--- start RECORDS PROVIDED ---
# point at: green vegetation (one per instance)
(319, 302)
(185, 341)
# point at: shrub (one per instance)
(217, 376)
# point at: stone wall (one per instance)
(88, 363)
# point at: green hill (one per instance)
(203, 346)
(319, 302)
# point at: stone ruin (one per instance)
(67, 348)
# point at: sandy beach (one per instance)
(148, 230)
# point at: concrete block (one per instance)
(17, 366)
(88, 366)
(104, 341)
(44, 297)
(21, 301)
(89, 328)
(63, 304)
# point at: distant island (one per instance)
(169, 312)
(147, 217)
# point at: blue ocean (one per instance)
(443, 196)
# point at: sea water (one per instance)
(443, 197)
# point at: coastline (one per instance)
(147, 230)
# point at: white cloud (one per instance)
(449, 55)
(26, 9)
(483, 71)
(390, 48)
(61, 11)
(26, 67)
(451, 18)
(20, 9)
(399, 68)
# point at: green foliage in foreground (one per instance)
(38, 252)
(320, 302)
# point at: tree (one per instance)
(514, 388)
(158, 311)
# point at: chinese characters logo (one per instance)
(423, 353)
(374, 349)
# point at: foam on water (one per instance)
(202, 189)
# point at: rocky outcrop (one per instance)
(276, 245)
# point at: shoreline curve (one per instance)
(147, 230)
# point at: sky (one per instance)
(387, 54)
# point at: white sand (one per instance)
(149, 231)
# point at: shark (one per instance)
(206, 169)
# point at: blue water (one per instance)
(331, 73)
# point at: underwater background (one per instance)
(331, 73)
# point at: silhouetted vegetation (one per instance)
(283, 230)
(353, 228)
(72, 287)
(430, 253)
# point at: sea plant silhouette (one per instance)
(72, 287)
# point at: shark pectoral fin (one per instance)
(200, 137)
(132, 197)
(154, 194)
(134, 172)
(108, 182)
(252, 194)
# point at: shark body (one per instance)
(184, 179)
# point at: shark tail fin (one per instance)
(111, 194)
--- end RECORDS PROVIDED ---
*STATED EXERCISE*.
Copy all of the records above line for line, with no changes.

*ANSWER TO THIS PROBLEM*.
# point at: green vegetation (one per instance)
(319, 302)
(185, 341)
# point at: shrub (one per instance)
(217, 376)
# point at: stone wall (one per instance)
(88, 363)
# point at: green hill (one per instance)
(203, 346)
(319, 302)
# point at: stone ruin (one per instance)
(67, 348)
# point at: sandy beach (one per instance)
(148, 230)
# point at: concrete block (one per instance)
(17, 366)
(88, 366)
(104, 341)
(44, 297)
(21, 301)
(89, 328)
(63, 304)
# point at: distant island (one per instance)
(169, 312)
(147, 217)
# point at: blue ocean (one per instance)
(443, 196)
# point at: sea water (one per instance)
(443, 197)
# point at: coastline (one per instance)
(147, 230)
# point at: white cloud (one per instance)
(449, 55)
(26, 9)
(483, 71)
(390, 48)
(61, 11)
(26, 67)
(451, 18)
(20, 9)
(399, 68)
# point at: green foliage in foreground (one per instance)
(38, 252)
(320, 302)
# point at: tree (one per instance)
(514, 388)
(158, 311)
# point at: chinese characters logo (one per instance)
(423, 353)
(374, 349)
# point at: foam on water (one per instance)
(202, 189)
# point at: rocky outcrop (one per instance)
(276, 245)
# point at: shoreline curve (one per instance)
(147, 230)
# point at: sky (one per instance)
(387, 54)
# point at: white sand (one per instance)
(149, 231)
# point at: shark (one per instance)
(206, 169)
# point at: blue water (one per instance)
(331, 73)
# point at: underwater background (one per instance)
(331, 73)
# point at: silhouetted vegetation (one per instance)
(283, 230)
(353, 228)
(72, 287)
(430, 253)
# point at: sea plant silhouette (one per instance)
(72, 287)
# point at: shark pectoral fin (one per instance)
(200, 137)
(132, 197)
(154, 194)
(134, 172)
(108, 182)
(252, 194)
# point at: shark body (one per instance)
(184, 179)
# point at: shark tail fin (one per instance)
(111, 194)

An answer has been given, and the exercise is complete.